WHAT IS BEING ASKED: Counting only lines that contain the string "every", how many are there in the data? Say the number alone.

START RECORDS PROVIDED

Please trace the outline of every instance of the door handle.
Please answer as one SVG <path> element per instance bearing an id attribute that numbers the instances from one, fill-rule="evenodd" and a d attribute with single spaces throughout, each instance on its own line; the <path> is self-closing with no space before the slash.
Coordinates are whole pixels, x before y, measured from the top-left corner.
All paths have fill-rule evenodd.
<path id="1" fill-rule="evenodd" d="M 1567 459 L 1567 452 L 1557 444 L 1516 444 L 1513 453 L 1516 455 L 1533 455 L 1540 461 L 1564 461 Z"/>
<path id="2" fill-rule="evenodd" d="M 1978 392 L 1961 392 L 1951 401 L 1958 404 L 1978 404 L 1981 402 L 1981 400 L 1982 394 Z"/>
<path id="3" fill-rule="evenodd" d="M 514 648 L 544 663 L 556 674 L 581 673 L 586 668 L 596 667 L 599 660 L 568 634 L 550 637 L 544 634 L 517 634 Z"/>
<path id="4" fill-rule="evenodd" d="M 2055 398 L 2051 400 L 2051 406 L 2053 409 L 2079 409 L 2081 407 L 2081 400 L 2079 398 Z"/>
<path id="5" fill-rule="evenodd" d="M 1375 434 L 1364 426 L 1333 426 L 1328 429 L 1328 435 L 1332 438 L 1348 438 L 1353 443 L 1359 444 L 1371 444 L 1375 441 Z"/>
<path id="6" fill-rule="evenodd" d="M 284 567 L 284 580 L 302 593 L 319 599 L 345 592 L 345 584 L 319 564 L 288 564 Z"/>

END RECORDS PROVIDED
START RECORDS PROVIDED

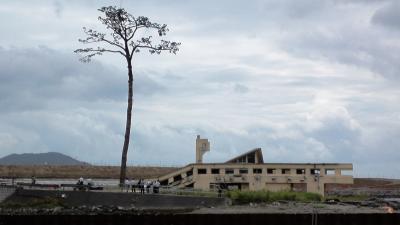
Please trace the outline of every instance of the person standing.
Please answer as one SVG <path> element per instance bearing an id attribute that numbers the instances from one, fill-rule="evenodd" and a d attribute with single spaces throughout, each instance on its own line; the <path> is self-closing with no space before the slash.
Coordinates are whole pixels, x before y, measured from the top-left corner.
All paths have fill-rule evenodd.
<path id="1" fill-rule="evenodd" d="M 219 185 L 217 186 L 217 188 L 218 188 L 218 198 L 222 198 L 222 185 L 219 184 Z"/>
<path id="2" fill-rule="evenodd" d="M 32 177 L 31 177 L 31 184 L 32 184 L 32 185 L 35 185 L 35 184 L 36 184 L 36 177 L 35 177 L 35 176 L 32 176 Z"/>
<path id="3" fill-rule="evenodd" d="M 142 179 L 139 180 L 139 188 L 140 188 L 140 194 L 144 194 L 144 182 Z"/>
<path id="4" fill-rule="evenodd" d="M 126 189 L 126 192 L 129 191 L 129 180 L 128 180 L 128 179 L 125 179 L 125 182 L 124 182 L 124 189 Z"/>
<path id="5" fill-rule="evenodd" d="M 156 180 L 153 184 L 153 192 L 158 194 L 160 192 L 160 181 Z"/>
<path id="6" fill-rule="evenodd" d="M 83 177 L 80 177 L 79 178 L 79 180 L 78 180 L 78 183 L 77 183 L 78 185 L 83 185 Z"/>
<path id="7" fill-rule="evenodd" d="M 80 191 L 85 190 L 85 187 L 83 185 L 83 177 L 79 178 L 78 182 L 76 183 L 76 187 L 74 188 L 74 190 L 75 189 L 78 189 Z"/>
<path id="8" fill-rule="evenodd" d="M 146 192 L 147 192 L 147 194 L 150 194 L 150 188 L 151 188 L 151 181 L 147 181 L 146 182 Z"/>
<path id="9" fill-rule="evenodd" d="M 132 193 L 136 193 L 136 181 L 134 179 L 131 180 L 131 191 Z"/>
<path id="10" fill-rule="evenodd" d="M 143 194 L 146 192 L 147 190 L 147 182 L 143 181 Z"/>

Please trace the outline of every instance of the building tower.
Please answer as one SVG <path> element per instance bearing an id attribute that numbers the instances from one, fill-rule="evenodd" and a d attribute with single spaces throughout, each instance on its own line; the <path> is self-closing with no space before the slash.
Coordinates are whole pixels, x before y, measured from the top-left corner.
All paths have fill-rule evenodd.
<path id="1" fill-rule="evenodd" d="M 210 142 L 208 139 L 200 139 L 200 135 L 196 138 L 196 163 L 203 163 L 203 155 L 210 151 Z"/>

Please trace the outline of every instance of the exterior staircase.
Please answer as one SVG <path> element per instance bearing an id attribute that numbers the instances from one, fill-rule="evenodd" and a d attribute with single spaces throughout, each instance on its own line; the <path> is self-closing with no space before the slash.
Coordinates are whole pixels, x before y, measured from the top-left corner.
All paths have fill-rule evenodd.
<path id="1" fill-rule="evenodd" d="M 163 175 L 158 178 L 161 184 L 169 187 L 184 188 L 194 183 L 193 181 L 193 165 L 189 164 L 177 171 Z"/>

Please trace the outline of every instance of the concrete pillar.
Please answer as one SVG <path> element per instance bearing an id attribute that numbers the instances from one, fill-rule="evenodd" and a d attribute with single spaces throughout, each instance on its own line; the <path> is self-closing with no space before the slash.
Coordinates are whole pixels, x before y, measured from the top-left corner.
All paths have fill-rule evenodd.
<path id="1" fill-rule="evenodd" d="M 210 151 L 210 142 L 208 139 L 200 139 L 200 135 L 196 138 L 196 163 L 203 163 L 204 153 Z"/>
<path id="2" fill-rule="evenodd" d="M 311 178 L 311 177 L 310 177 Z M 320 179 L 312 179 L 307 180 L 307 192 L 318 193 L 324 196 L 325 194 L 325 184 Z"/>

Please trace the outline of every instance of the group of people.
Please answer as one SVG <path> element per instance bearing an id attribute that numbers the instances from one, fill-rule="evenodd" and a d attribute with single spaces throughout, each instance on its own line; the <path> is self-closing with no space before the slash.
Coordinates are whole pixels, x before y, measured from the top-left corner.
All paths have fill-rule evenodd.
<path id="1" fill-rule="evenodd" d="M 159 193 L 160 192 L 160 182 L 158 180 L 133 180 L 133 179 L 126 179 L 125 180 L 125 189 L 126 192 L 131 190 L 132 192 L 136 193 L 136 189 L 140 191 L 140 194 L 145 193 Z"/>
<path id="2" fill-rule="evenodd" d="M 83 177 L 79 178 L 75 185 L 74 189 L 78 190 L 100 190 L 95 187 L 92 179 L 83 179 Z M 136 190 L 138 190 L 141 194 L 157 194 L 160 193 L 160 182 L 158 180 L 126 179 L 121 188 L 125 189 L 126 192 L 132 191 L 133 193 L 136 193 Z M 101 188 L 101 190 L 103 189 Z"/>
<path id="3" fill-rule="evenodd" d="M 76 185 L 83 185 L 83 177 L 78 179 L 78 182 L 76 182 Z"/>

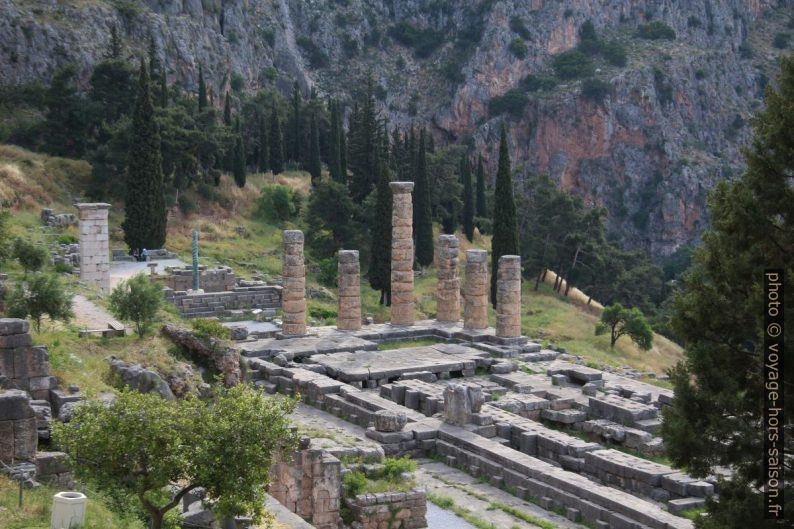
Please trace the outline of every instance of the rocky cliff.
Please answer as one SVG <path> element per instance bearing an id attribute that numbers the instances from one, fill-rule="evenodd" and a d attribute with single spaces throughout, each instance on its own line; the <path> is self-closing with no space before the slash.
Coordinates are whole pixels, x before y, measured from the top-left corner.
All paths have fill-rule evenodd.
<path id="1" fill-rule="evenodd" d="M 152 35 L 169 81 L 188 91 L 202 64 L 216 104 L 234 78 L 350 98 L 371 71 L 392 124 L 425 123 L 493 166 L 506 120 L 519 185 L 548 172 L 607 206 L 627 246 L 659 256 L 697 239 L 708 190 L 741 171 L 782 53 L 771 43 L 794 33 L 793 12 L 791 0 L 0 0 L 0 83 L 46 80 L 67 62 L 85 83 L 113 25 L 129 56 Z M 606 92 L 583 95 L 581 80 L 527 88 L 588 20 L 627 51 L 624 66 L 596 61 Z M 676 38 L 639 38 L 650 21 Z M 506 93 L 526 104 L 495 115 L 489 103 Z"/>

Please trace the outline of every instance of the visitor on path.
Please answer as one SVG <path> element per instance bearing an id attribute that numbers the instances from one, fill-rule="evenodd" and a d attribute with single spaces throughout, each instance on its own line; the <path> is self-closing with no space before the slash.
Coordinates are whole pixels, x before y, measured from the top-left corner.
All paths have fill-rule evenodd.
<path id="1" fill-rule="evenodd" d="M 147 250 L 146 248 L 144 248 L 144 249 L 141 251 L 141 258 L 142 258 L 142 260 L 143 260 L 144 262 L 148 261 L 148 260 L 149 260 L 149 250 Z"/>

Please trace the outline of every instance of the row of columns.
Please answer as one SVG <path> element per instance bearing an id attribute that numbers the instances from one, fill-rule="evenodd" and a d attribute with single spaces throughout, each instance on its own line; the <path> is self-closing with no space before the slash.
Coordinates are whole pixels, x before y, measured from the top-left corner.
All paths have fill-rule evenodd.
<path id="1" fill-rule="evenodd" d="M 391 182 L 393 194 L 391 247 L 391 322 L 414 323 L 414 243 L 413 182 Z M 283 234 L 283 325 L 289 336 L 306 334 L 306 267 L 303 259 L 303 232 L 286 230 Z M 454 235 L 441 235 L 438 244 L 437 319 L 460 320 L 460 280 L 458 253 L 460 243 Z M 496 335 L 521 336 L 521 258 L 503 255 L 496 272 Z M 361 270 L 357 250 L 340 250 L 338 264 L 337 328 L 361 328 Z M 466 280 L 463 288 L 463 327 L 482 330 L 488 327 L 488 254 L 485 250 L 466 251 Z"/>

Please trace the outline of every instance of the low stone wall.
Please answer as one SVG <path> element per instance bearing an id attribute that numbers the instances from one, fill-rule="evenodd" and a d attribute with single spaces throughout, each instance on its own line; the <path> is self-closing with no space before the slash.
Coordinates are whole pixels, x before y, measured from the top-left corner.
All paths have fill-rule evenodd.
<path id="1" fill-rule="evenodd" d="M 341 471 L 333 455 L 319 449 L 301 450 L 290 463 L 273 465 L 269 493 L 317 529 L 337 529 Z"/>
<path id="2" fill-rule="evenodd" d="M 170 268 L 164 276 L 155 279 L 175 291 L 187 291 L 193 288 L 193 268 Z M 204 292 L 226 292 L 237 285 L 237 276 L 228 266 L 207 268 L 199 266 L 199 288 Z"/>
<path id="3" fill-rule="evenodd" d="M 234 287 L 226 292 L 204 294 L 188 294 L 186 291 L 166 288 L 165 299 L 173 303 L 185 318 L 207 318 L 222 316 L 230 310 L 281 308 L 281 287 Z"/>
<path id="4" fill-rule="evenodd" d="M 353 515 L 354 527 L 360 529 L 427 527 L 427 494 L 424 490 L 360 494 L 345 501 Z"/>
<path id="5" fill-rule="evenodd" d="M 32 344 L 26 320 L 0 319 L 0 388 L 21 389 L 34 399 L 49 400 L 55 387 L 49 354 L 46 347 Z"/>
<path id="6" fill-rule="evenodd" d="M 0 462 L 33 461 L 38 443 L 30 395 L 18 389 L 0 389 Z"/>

END RECORDS PROVIDED

ANSWER TO THE EXERCISE: 10